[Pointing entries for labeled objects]
>> start
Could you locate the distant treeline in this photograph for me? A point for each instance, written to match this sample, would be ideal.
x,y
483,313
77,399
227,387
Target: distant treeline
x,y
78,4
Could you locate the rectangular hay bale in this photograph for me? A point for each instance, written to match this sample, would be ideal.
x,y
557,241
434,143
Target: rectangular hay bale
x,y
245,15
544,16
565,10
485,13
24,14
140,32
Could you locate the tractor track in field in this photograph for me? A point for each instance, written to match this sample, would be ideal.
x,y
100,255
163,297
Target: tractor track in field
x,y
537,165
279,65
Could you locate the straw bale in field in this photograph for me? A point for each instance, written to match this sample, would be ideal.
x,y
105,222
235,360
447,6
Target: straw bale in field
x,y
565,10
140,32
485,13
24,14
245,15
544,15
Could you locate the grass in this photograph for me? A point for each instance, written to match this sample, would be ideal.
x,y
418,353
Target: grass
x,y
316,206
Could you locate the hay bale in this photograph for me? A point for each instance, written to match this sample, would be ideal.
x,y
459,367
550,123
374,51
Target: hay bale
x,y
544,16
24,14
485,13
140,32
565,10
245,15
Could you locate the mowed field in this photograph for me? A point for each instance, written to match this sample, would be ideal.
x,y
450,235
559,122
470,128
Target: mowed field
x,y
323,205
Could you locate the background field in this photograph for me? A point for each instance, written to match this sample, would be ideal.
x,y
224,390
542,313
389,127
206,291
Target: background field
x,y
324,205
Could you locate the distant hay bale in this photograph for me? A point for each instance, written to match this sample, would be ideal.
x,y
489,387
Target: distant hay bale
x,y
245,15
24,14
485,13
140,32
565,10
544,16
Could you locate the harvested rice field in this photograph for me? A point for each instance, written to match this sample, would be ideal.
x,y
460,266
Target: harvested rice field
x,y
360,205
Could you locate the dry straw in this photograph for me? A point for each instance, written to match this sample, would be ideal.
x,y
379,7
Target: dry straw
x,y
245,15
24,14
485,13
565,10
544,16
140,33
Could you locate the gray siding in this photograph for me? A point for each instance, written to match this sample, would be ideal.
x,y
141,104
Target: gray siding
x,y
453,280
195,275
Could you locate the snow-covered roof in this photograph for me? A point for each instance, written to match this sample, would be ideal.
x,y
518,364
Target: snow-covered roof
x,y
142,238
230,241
>> end
◆ AIM OF THE TASK ◆
Give back all of the material above, line for line, with nothing altered.

◆ SOLVED EXERCISE ◆
Could you locate the distant treeline in this photograph for me? A point for each instance, written to match this sample, would be ideal.
x,y
483,313
77,399
227,387
Target: distant treeline
x,y
78,4
Could you locate the rectangular hay bale in this photograph for me? A point for each instance, written to match this sample, would be ideal.
x,y
557,241
434,143
Target: rectangular hay bale
x,y
245,15
544,16
565,10
485,13
24,14
140,32
Could you locate the tractor track in field in this photograph for me? A point for each instance, written to match this sample, would be ideal.
x,y
100,255
163,297
Target: tractor track in field
x,y
537,165
279,65
Could you locate the straw bale in field in this photograph for me? A point for each instance, written to match this sample, would be ideal.
x,y
105,222
235,360
447,6
Target: straw bale in field
x,y
565,10
140,32
485,13
24,14
245,15
544,15
Could you locate the grass in this photograph for me? A point for each instance, written to match this sample, would be ideal.
x,y
418,353
Target: grass
x,y
316,206
Could you locate the hay bale in this photograph for me? A point for each instance, written to match this sample, would be ideal.
x,y
459,367
550,123
374,51
Target: hay bale
x,y
544,16
24,14
485,13
140,32
565,10
245,15
Could you locate the mowed field in this photograph for me? A point for each instance, written to match this sample, would be ideal.
x,y
450,235
559,122
470,128
Target: mowed field
x,y
323,205
Could you locate the background field in this photograph for me? A point for each instance, written to match this sample, would be ideal.
x,y
224,390
542,313
389,127
206,291
Target: background field
x,y
324,205
Could you locate the distant hay bale in this photograph for me? A point for each instance, written to match this sample, would be ideal.
x,y
489,387
Target: distant hay bale
x,y
245,15
24,14
485,13
140,32
565,10
544,16
Could you locate the harvested rice field in this photograph for me? A point for each instance, written to match this sample, would be ideal.
x,y
460,266
Target: harvested rice field
x,y
360,205
Could you locate the dry straw in this photograph for me? A point for each instance, written to match this sample, would be ideal.
x,y
379,7
Target: dry straw
x,y
245,15
24,14
485,13
565,10
544,16
140,33
Could you locate the gray siding in this photograph for me? A point for each instance, written to match this sample, would be ideal.
x,y
141,104
Target: gray siding
x,y
453,280
195,275
Could you locate the snow-covered roof in this photograph for me? A point for each instance, written to match this sample, would be ideal.
x,y
518,364
Target: snow-covered roof
x,y
142,238
230,241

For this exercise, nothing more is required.